▶ [Exercise goal]:
Extract the listing in its entirety, keeping each line identical to the original.

· · · ·

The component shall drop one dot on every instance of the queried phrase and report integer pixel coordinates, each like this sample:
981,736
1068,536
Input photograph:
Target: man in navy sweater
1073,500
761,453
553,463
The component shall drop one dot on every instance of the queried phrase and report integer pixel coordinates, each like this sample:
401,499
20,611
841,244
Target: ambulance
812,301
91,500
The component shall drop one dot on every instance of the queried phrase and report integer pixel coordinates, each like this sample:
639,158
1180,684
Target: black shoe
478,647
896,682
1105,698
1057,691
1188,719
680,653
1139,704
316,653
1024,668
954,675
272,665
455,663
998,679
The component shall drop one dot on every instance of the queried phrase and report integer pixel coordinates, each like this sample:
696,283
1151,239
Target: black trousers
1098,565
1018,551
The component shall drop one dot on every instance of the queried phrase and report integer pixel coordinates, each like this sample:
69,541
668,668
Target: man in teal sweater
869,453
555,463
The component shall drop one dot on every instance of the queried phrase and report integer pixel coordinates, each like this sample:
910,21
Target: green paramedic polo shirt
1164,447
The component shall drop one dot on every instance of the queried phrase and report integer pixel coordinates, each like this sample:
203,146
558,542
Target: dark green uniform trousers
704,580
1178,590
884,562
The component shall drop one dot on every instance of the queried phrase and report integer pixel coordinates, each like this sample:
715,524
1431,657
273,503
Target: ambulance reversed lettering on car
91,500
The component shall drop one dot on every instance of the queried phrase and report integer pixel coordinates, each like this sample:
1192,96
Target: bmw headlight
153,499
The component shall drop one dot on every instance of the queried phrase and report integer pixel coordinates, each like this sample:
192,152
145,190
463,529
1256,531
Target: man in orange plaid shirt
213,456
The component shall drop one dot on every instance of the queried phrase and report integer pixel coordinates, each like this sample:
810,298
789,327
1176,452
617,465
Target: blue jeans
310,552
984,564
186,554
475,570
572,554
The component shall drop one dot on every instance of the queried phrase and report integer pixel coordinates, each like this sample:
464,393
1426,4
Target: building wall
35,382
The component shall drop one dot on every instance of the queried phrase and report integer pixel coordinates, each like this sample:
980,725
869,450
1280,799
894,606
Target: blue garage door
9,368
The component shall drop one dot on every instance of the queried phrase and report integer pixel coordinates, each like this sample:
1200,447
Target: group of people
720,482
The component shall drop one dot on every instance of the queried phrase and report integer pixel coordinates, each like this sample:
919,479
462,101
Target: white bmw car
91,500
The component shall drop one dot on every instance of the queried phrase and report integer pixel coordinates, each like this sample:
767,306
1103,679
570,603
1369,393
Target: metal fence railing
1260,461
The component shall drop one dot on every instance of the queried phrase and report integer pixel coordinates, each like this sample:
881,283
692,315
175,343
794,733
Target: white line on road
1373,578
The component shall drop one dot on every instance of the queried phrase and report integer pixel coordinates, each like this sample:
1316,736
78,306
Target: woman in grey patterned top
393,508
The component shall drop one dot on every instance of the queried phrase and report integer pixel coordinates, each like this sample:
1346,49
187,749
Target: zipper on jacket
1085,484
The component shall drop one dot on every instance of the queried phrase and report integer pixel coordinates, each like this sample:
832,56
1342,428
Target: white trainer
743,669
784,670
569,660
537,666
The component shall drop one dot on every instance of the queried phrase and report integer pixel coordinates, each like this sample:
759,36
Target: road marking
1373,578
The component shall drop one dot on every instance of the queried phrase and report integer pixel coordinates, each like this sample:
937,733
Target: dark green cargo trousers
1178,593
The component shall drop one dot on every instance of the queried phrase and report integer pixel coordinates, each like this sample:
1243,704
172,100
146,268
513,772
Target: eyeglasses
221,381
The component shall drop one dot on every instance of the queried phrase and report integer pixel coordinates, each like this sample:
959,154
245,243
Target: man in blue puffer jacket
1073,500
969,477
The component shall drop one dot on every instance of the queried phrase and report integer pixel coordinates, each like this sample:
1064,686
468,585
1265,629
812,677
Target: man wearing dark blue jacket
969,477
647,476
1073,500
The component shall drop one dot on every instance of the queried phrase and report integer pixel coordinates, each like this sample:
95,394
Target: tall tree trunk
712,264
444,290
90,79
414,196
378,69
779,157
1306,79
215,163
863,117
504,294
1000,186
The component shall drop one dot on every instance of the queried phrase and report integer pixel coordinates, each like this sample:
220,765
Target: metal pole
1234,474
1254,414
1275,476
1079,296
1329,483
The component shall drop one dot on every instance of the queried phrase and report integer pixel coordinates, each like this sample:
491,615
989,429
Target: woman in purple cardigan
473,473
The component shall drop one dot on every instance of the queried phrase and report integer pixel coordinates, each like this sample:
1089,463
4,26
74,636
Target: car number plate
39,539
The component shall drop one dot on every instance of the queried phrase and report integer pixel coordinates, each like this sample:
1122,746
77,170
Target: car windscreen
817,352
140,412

· · · ·

▶ [Exercise solution]:
The component shall drop one dot on every instance of the queried phrase and report integer pixel coordinates, each like this sample:
981,736
1068,536
Input photograph:
Target: man in navy sweater
1073,500
761,453
553,463
The component shall drop one dot on every instance of the queried phrase and report integer pixel coordinates, each like this sample:
401,499
20,611
841,244
Target: ambulance
812,301
91,500
The component shall drop one dot on every instance of the queried phrase and report integer pixel coordinates, each like this sample:
639,158
1180,684
Target: black shoe
478,647
896,682
1105,698
1057,691
1188,719
680,653
1139,704
316,653
1024,668
954,675
272,665
455,663
998,679
The component shall drop one dot on every instance of the queried phrase and report integer pixel coordinates, each like this sample:
696,283
1151,239
Target: black trousers
1098,565
1018,551
The component shall drop one dot on every instance of the queried phrase and report integer pixel coordinates, each like this sample:
69,541
668,668
Target: man in teal sweater
869,453
555,463
The component shall drop one dot on every instance of the queried phrase and report integer pixel coordinates, each like this sample:
910,21
Target: green paramedic polo shirt
1164,447
The component shall drop one dot on every instance of the queried phrase and report integer pixel coordinates, each like this sample:
203,146
558,542
Target: dark green uniform trousers
704,580
1178,590
884,562
The component shall drop one dot on every instance of the queried phrase and report integer pixel coordinates, each like this sample:
715,524
1431,657
273,503
Target: ambulance reversed lettering on car
91,500
The component shall drop one dot on every instance of the queried phrase and report integer pixel coordinates, each like this sample:
1192,96
Target: bmw headlight
153,499
The component shall drop one dot on every instance of the queried phrase and report integer pixel coordinates, each like this sample:
192,152
145,190
463,529
1256,531
Target: man in orange plaid shirt
213,456
The component shall drop one dot on every instance of the queried phrase and report integer pixel coordinates, each like this sample:
810,298
789,327
1176,452
617,465
Target: blue jeans
310,552
984,564
186,554
475,570
572,554
The component shall drop one dot on every instance of the queried phrase and report integer pixel coordinates, each like this sample:
464,393
1426,4
Target: building wall
35,382
The component shall drop one dot on every instance of the queried phrase and report integer pixel coordinates, each like this sample:
980,725
869,450
1280,799
894,606
Target: blue garage door
9,368
The component shall drop one dot on every instance of the queried phrase and report integer pixel coordinates, each like this sample:
1200,447
Target: group of people
720,482
The component shall drop one dot on every instance of the queried phrase and report integer pixel coordinates, each like this sample:
919,479
462,101
Target: white bmw car
91,500
The component shall drop one dot on every instance of the queried phrase and report integer pixel coordinates, each like this sample:
767,306
1103,679
570,603
1369,393
Target: metal fence railing
1260,461
The component shall drop one dot on every instance of the queried phrase and report integer pixel coordinates, each like this sample:
881,283
692,315
175,343
794,733
Target: white line on road
1373,578
The component shall drop one dot on every instance of the queried phrase and report integer pixel coordinates, each like this sample:
1316,736
78,306
Target: woman in grey patterned top
393,508
The component shall drop one dot on every instance of the queried phrase and report integer pixel coordinates, each like this sample:
1346,49
187,749
Target: zipper on jacket
1085,484
The component shall drop one dot on every instance of the queried phrase and report integer pixel coordinates, each like this sample:
832,56
1342,428
Target: white trainer
743,669
784,670
569,660
537,666
The component shall drop one dot on every instance of the queried phrase and report integer pixel coordinates, each like this sample:
759,36
Target: road marking
1373,578
The component shall drop one dot on every instance of the queried phrase and report integer pixel coordinates, each like this sample:
937,733
Target: dark green cargo trousers
1178,593
The component shall drop one dot on every instance of the queried phrase and report integer pixel coordinates, each like this sample:
1243,704
172,100
146,268
513,772
Target: eyeglasses
221,381
The component shall drop one dot on every instance of the queried phrase and report integer pixel coordinates, each like this sample:
959,154
245,243
Target: man in blue puffer jacket
1073,500
969,477
The component shall drop one dot on every instance of the queried phrase and report integer pixel coordinates, each like this sample:
1064,686
468,585
1265,629
812,677
Target: man wearing dark blue jacket
969,477
647,476
1073,500
The component shall drop one dot on every instance of the queried phrase and report integer pixel coordinates, each like this sample:
95,394
Target: tall tree trunk
712,264
444,290
90,79
414,196
378,69
779,157
1306,79
215,163
863,117
504,294
1000,186
The component shall drop one dot on every instance of the queried phrase and report integer pixel coordinates, each like this sample:
220,765
Target: metal pole
1234,474
1254,414
1275,476
1079,296
1329,483
The component shall drop one dot on every instance of the queried phrase and report integer pixel coordinates, each like this sample:
491,615
989,429
Target: woman in purple cardigan
473,473
The component shall drop one dot on every instance of the queried phrase and report integer pixel coordinates, each like this sample:
1089,463
4,26
74,636
Target: car number plate
39,539
The component shall drop one dot on every instance of the queried phrase and report integer pixel coordinates, each like this sample:
1122,746
77,170
Target: car windscreen
817,352
140,412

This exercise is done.